◆ **Set problem**
Can you reproduce the records word for word, starting at the line with "Where can you see the car taillight" and ending with the line with "(1051, 790)", both included?

◆ **Data**
[Start]
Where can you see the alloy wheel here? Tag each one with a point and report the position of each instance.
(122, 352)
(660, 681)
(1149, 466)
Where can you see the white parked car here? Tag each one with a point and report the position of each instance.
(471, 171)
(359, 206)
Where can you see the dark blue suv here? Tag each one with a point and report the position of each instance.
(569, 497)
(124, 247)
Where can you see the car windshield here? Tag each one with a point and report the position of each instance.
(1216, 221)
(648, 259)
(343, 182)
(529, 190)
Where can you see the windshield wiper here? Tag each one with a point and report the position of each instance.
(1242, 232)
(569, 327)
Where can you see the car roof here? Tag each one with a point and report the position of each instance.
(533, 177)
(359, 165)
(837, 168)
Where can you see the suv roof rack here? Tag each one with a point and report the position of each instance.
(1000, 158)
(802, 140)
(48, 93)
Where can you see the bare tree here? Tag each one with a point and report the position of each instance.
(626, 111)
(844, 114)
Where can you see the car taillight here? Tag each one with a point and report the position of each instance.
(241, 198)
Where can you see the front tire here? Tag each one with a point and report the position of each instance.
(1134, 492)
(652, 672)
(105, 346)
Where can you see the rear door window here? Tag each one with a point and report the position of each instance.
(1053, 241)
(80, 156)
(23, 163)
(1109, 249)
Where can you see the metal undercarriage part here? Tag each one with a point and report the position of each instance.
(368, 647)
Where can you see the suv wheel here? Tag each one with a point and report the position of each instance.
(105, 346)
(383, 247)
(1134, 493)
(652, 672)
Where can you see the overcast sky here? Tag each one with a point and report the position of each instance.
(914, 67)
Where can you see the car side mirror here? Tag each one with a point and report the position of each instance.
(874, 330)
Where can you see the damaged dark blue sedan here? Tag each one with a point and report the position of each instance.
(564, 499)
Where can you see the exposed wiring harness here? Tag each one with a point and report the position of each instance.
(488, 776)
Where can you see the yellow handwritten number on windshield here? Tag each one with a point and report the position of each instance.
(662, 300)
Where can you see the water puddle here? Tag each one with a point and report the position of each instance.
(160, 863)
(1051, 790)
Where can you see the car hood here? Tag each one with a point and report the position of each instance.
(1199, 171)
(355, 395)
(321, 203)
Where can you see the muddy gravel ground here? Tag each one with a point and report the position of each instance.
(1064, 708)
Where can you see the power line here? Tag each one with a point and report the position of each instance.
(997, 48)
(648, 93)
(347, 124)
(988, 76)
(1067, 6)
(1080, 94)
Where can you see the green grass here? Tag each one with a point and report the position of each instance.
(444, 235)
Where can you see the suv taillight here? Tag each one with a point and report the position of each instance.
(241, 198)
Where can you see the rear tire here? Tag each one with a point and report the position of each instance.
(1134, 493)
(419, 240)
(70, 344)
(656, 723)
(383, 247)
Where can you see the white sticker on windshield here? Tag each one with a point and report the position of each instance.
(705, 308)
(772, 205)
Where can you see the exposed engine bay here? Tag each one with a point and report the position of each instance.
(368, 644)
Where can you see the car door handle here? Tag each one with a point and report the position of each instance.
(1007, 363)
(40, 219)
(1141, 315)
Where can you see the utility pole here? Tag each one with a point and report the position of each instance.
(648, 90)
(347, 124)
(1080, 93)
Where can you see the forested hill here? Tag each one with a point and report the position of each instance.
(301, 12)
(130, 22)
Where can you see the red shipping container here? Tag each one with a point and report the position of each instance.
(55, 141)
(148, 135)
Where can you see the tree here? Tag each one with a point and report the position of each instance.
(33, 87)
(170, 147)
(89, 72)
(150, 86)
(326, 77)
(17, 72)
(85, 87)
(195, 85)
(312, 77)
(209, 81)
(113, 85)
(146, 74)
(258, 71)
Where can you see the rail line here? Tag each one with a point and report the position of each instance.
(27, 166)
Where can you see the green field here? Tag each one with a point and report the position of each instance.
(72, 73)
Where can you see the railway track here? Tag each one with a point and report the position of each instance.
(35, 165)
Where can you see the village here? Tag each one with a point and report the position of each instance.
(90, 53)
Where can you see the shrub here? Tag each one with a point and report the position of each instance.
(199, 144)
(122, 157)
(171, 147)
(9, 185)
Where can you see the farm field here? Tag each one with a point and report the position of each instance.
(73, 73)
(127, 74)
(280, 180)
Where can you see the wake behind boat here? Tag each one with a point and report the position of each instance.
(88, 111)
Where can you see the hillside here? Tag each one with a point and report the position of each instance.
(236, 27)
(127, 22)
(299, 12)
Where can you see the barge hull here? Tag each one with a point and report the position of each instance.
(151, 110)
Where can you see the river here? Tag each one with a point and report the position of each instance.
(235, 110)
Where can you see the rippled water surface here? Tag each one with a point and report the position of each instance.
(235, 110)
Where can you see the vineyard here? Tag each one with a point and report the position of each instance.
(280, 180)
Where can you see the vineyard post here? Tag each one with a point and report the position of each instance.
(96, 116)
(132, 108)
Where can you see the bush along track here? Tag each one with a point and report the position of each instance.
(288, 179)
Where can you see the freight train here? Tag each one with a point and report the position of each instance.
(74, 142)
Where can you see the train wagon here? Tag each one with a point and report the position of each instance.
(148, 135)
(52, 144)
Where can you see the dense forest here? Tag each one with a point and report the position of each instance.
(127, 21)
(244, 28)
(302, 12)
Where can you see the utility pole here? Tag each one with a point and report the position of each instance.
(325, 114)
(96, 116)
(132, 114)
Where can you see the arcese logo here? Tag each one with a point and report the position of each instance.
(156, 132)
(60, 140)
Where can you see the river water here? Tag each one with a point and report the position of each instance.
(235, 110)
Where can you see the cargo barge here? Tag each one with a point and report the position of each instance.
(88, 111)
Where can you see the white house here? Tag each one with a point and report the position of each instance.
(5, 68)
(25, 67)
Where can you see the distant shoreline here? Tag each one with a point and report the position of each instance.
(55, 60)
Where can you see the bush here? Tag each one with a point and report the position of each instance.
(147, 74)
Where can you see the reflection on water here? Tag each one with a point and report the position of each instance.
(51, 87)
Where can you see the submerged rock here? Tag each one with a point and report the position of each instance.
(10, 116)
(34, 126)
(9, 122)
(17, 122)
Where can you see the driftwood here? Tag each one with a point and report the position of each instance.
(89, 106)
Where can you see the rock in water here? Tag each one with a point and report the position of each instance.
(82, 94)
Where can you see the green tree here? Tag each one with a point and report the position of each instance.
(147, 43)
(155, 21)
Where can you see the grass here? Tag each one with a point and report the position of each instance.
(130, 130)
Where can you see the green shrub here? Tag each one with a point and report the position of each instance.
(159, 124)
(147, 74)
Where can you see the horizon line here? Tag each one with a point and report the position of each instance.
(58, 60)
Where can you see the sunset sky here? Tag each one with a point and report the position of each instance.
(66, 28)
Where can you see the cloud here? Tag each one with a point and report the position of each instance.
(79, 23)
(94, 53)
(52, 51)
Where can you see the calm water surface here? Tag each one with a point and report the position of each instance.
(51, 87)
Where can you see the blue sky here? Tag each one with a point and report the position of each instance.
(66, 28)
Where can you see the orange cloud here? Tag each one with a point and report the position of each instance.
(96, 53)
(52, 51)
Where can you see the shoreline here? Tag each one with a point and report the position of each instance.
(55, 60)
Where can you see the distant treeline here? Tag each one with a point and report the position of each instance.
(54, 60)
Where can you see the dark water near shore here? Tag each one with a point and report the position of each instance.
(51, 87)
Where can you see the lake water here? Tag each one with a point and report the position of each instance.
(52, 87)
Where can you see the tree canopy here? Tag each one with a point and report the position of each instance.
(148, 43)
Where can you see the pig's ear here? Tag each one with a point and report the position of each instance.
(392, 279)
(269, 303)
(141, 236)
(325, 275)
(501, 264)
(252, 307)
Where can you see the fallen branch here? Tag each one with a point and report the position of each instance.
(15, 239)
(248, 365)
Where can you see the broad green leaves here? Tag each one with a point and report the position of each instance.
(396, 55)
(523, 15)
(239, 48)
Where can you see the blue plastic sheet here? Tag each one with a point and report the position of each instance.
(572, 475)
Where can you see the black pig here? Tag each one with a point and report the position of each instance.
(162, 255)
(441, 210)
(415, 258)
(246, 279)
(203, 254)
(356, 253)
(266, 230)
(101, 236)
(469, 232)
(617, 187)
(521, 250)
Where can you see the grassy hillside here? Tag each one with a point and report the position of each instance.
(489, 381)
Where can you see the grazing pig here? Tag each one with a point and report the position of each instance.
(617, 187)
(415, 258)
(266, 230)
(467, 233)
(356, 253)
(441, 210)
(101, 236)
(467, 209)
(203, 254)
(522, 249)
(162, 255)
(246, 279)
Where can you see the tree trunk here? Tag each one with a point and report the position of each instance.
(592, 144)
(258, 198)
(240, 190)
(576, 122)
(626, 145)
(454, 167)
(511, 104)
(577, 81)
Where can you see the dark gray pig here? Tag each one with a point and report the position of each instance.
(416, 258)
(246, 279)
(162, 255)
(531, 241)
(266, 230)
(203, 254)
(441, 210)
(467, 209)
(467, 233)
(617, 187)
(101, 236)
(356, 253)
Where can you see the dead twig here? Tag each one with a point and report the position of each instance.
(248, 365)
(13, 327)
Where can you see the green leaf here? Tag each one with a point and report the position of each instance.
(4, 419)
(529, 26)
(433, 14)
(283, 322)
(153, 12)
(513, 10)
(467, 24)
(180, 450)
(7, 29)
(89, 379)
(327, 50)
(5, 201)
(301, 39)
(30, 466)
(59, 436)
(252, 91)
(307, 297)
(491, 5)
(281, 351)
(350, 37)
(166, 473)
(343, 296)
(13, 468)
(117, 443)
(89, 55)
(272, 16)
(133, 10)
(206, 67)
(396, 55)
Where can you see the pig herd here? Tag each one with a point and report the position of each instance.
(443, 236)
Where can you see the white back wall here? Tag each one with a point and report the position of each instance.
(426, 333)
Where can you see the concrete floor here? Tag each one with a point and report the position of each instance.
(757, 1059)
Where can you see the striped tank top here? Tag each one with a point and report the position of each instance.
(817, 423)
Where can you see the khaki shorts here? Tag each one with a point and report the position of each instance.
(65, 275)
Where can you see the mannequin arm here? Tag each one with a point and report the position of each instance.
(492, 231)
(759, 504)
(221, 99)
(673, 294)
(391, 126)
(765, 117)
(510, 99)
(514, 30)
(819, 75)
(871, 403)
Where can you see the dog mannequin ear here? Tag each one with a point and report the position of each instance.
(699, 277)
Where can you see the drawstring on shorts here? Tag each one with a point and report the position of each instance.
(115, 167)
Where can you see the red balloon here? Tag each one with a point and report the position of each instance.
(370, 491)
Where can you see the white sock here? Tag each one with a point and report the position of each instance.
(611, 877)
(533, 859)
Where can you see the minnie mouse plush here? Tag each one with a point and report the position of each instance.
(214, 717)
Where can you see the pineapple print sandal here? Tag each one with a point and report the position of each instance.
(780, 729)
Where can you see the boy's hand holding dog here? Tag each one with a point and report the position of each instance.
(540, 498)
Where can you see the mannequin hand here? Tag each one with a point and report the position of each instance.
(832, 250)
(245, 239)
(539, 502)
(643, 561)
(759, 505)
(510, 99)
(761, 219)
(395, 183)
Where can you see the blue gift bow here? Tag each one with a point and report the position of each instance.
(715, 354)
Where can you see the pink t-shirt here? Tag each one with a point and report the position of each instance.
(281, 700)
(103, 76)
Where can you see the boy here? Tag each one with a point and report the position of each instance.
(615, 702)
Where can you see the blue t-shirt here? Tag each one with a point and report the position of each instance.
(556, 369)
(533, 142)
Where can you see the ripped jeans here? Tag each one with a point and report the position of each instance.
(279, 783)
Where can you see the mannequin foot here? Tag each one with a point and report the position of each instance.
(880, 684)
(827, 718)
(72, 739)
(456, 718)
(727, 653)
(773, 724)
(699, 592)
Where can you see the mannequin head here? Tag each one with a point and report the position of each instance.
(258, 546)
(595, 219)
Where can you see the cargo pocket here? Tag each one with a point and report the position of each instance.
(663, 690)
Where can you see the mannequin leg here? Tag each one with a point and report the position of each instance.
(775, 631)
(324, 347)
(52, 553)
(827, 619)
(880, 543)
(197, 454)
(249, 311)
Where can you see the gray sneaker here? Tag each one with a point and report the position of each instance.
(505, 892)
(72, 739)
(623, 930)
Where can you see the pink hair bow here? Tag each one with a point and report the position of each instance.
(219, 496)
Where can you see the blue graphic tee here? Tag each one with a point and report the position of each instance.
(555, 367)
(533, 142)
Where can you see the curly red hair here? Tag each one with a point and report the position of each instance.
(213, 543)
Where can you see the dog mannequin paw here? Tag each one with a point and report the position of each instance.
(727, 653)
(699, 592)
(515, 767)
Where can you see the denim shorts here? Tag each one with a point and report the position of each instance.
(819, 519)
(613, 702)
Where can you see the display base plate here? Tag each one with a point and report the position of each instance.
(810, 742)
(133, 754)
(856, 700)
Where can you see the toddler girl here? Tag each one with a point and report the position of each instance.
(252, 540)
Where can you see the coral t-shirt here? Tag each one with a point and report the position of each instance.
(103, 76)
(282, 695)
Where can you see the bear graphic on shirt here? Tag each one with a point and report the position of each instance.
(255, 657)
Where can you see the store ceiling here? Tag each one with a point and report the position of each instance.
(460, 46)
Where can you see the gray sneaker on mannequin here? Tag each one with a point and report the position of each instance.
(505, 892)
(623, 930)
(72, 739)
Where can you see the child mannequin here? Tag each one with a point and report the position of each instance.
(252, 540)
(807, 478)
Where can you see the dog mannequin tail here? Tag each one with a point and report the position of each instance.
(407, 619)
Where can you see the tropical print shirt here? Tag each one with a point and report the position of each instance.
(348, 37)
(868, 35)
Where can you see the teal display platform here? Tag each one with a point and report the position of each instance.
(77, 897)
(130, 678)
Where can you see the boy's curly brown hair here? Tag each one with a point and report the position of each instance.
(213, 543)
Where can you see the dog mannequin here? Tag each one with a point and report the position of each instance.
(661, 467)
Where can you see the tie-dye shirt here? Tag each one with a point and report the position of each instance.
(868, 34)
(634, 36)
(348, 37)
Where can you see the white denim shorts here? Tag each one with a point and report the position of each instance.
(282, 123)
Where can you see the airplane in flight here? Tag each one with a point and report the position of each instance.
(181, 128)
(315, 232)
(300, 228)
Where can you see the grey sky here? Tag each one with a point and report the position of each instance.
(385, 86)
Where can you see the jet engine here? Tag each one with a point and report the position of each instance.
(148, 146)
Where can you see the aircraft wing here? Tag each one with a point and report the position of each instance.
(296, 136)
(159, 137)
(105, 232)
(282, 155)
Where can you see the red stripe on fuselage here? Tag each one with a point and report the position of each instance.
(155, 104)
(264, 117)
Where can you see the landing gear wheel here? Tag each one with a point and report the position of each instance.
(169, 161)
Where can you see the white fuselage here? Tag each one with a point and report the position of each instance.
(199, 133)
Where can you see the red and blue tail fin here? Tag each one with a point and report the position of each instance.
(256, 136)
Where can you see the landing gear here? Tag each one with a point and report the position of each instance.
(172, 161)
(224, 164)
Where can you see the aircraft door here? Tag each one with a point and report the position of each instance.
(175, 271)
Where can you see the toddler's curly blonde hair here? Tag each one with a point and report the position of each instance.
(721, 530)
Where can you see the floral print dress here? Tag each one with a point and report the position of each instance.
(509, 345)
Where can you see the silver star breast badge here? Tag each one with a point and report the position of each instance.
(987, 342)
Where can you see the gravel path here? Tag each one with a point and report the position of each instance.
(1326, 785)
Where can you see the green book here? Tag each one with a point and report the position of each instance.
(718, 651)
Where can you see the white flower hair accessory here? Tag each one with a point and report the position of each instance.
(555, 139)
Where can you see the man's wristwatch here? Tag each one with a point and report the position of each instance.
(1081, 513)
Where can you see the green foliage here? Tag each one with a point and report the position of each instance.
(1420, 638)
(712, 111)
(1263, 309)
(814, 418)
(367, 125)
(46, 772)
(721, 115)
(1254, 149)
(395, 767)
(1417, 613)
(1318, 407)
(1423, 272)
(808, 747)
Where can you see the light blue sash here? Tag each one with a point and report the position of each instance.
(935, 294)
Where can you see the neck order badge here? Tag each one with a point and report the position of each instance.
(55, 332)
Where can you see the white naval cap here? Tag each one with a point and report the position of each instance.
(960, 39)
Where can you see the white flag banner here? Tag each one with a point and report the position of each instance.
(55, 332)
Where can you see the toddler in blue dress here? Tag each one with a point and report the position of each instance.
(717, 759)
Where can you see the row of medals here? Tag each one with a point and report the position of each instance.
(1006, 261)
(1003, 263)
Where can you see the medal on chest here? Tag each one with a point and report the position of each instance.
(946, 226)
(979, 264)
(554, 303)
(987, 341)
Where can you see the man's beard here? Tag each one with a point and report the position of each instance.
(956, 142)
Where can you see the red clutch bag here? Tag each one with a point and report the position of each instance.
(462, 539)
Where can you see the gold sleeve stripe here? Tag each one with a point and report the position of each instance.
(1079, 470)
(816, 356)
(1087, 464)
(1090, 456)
[End]
◆ **Exercise response**
Where can you see the car taillight here? Tag each one with a point and report the position of each instance.
(241, 198)
Where can you see the front tire here? Tag each one with a point and report the position of each instance.
(1134, 492)
(652, 672)
(105, 346)
Where can you see the rear door window here? Tag each one with a point and report the position of each instance.
(1053, 241)
(80, 156)
(23, 163)
(1109, 249)
Where can you see the metal undercarriage part here? Tag each one with a point and report the position of each instance.
(368, 647)
Where can you see the suv wheel here? Tag each one with a point and report the position of each instance.
(105, 346)
(383, 247)
(1134, 493)
(652, 672)
Where can you see the overcast sky here? Tag each one with a point and report the position of each instance.
(914, 67)
Where can you see the car side mirror here? Tag each one with a point and report the position of each instance.
(874, 330)
Where can you see the damaged dark blue sedan here? Tag each one with a point and report the position of each instance.
(564, 499)
Where can you see the exposed wiring harness here? Tag each one with a point and report the position of each instance.
(488, 776)
Where can you see the yellow handwritten number on windshield here? Tag each one with a point and report the position of each instance.
(662, 300)
Where can you see the water puddle here? Tag each one with a point and report the position of each instance.
(160, 863)
(1051, 790)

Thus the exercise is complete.